─── Extracted text
After just five days of fireworks, Bitcoin has resumed its downward slide: between 7:00 p.m. yesterday and 6:00 a.m. this morning it lost another 1%, stabilizing around $87,000. The move reflects a broader return of risk aversion: S&P 500 futures are down 0.19%, while markets in Europe and Asia are flat or slightly negative.
For months, Bitcoin and gold had moved in lockstep, fueled by the safe-haven narrative in a world shaken by fears of a tech bubble and macroeconomic uncertainty. The peak came during the U.S. government shutdown, when both “havens” hit new all-time highs. Even Deutsche Bank had floated the idea that Bitcoin might soon appear on central bank balance sheets as a reserve asset.
Today, however, that story feels distant. In just one month the two asset classes have taken opposite paths: while gold is racing toward a new record high, total crypto market capitalization has dropped 24% from October levels. Gold, meanwhile, is having its best year since 1979, up 50% since the start of 2025.
──────
─── Available data
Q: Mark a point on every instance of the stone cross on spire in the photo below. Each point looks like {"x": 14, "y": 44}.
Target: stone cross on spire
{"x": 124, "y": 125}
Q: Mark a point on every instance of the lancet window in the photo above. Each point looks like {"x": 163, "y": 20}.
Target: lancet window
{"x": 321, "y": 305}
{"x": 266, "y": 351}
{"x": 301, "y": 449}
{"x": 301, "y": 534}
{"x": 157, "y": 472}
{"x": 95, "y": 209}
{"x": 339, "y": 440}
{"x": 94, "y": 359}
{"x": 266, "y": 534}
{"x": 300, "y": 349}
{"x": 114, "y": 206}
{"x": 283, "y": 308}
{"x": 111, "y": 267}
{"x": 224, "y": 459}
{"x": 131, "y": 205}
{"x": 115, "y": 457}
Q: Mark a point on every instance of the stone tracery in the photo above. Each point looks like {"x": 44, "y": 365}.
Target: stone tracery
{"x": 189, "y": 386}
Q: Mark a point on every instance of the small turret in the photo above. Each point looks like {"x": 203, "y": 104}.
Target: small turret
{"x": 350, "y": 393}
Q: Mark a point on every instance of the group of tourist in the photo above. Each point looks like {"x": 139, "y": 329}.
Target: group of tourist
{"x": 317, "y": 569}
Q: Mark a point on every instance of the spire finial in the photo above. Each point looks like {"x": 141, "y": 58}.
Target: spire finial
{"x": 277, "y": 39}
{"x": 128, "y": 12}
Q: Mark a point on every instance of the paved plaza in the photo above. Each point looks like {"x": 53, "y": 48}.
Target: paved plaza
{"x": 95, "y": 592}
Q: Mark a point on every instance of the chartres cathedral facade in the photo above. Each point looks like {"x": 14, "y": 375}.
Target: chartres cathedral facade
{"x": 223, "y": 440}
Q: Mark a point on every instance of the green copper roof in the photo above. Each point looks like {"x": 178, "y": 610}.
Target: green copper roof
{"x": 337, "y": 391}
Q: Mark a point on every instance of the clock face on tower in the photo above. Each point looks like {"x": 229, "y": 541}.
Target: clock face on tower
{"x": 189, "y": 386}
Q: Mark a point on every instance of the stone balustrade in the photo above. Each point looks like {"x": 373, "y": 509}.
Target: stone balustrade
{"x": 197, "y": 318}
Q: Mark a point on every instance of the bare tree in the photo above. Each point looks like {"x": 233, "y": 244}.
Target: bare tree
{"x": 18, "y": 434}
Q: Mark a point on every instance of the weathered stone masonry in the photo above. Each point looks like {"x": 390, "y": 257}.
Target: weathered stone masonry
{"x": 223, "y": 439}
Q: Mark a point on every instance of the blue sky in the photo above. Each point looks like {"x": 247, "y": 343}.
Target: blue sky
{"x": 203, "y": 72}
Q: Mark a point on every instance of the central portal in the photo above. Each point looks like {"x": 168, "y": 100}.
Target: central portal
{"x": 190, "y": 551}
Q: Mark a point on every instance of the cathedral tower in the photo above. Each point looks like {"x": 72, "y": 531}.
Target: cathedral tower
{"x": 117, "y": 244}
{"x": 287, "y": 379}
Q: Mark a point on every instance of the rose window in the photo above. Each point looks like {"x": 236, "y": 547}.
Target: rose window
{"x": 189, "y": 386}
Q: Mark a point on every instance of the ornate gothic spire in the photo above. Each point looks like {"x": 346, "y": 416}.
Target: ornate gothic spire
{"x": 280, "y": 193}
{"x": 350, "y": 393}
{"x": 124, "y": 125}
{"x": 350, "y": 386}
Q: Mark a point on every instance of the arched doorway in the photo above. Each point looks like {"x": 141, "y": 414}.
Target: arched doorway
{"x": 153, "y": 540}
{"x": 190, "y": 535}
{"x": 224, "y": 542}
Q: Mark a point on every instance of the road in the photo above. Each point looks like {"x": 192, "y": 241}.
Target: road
──────
--- Work request 1 ---
According to the passage on Bitcoin and gold, by how much has gold risen since the start of 2025?
--- Work request 2 ---
Pick up the passage on Bitcoin and gold after its final sentence and carry it forward.

--- Written reply 1 ---
Gold is up 50% since the start of 2025.

--- Written reply 2 ---
Two key forces explain the divergence. The first is the sharp reversal in Bitcoin ETFs: after an explosive debut, the cryptocurrency’s price decline has pushed hundreds of millions of dollars out of the funds, intensifying downward pressure. Every billion in outflows, Citi estimates, drags the price down by about 3.4%. The second involves an unexpected player: Tether. The issuer of the USDT stablecoin has ramped up its gold purchases to support the dollar peg, now accounting for 12% of annual central bank gold buying. And the more Bitcoin falls, the more investors retreat into stablecoins - indirectly boosting demand for bullion.
This is how a spiral forms: Bitcoin selling pushes funds into stablecoins, stablecoins absorb more gold, and the yellow metal continues to soar while Bitcoin falters. A gap that could - at least for now -reshape the myth of “digital gold.”